SELECTED TEXT =

__________

12 June, 2008

Home Cinema - Part I

Because home is where the head is...




"The expropriation of anonymous corpses as fixed capital for the production of knowledge is illustrated nowhere better than in the history of an ear attached to a machine."
Sterne J(2003) The Audible Past, Cultural Origins of Sound Reproduction. Durham: Duke University Press. pp. 69

Jonathan Sterne spends a lot of time on Bell and Blakes' 'Ear Phonautograph' in the first chapter of his vast history of early modern sound and its meanings. For him, this 'machine' is emblematic of a change in thought about sound's nature. What you can see in this picture is the excised middle ear mechanism from a corpse, attached to a horn into which sound (almost always the voice) was projected. Instead of a cochlea, auditory nerve and living brain, the end of the chain of tiny bones was adorned with a hogs bristle, which scratched traces onto a smoked glass slide dragged across the back of the 'mechanism'. This was a modification of Scott's 'Phonautograph' - some tracings of which have recently been sonified to great excitement in the lab. More pictures of the Phonautograph than you will ever need can be found here.
For Sterne, this artifact could only come about once the ear was understood as a mechanism, and once sound moved from being something which emanated from a source to something which was an effect - vibrations in the medium of air acting upon the tympanum. The diaphragm is king in the world of sound reproduction...
Something about the description of the ear being 'attached to a machine' doesn't ring true. This may seem like nit-picking but it feels important all the same - there's no machine without the middle ear mechanism. The ear and its interfaces are a composite, where meat and steel are coerced into a union for the sake of instrumentation. When looking at this terrible wonder, I begin to reify the consciousness that it once served; a ghost with a head occupying a notional space. It feels like an explication of the way that sound burrows into the hearer - it brings us a bit closer to what has been called the world knot*; where the world ends and we begin. I bet it smelled a bit weird as well.
The description of a corpse as 'fixed capital' refers to Sterne's account of how the lower classes ended up as the fuel for much of modern medicine through dissection - the 'Massachusetts Anatomical Act' made legal the offering up of unclaimed corpses (ie, poor ones - families could not afford the funeral) to science:

"The medical historian Charles Snyder casts the "donors" of the ears in Bell and Blake's experiments as the "true heroes" of the research"

Sterne (2003: 69)
More on early sound visualization and class later, you'll be delighted to know.

*Schopenhauer's term. Via Edelman and Tononi's 'Consciousness, How Matter Becomes Imagination'.

__________

(Entries drawn from a collection)
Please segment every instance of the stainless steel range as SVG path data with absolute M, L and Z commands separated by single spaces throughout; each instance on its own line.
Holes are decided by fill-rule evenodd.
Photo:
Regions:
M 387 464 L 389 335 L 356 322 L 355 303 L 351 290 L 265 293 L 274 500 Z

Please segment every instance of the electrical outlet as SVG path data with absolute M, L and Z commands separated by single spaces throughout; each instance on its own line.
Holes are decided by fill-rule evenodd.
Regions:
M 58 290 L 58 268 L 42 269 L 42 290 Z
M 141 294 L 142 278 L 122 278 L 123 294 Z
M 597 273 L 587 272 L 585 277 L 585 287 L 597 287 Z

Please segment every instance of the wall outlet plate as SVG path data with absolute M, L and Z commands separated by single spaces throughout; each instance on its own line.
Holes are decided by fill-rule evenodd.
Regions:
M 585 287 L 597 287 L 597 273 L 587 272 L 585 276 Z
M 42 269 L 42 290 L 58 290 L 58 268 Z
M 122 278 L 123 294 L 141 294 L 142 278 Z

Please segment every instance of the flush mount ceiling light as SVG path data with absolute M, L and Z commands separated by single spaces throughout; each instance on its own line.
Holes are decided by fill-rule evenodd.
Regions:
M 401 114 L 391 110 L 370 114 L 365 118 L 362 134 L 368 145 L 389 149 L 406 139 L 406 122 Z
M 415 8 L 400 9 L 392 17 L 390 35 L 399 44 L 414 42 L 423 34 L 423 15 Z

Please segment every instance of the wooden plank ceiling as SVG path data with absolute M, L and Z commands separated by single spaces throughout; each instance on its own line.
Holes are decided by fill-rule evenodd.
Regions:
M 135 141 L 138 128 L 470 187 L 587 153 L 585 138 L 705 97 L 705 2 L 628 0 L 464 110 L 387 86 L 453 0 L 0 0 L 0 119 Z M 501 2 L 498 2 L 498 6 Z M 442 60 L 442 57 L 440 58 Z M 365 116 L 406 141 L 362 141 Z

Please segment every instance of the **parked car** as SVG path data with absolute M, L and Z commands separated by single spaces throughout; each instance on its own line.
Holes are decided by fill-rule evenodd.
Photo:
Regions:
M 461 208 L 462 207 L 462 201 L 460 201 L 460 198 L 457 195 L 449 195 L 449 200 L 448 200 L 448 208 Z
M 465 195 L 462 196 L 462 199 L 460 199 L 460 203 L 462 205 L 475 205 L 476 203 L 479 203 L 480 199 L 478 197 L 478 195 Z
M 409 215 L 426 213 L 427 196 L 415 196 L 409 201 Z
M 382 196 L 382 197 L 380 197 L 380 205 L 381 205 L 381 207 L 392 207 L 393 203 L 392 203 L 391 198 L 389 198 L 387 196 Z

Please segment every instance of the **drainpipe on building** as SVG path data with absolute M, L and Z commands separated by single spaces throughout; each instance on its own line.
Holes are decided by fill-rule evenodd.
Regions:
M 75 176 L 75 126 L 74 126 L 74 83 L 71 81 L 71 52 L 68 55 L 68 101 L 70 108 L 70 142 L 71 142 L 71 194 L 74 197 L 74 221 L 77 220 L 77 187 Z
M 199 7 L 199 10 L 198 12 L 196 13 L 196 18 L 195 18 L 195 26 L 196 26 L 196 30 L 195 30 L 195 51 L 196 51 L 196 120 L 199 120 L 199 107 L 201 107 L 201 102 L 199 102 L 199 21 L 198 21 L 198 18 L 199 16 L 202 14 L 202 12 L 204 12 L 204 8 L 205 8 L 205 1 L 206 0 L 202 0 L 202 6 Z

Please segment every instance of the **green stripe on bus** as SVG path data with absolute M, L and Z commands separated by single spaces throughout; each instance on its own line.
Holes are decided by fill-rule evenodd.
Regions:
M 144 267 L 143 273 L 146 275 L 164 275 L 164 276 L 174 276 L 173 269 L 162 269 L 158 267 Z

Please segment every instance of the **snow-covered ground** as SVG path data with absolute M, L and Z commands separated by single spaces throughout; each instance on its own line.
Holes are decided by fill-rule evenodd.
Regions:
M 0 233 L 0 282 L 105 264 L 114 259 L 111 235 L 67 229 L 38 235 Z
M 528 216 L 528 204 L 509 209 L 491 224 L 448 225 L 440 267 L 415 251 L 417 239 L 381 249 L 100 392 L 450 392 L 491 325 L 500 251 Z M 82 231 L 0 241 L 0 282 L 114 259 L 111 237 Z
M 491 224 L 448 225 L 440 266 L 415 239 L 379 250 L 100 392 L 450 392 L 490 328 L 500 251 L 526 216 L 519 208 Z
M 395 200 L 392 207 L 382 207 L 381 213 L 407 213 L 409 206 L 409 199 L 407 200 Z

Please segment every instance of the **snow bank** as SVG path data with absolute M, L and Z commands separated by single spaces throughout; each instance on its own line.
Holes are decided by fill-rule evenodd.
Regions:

__________

WHAT IS BEING ASKED = Indicate whether each of the following statements agrees with the "Home Cinema - Part I" post above, answering yes or no and quoting the words of the post that decide each case. 1. The writer fully accepts the description of the ear as "attached to a machine." 2. In the Ear Phonautograph, a hog's bristle scratched traces onto a smoked glass slide. 3. The post attributes the term "world knot" to Schopenhauer.

SOLUTION TO THIS EXERCISE =
1. No: "Something about the description of the ear being 'attached to a machine' doesn't ring true."
2. Yes: "the end of the chain of tiny bones was adorned with a hogs bristle, which scratched traces onto a smoked glass slide dragged across the back of the 'mechanism'"
3. Yes: "*Schopenhauer's term."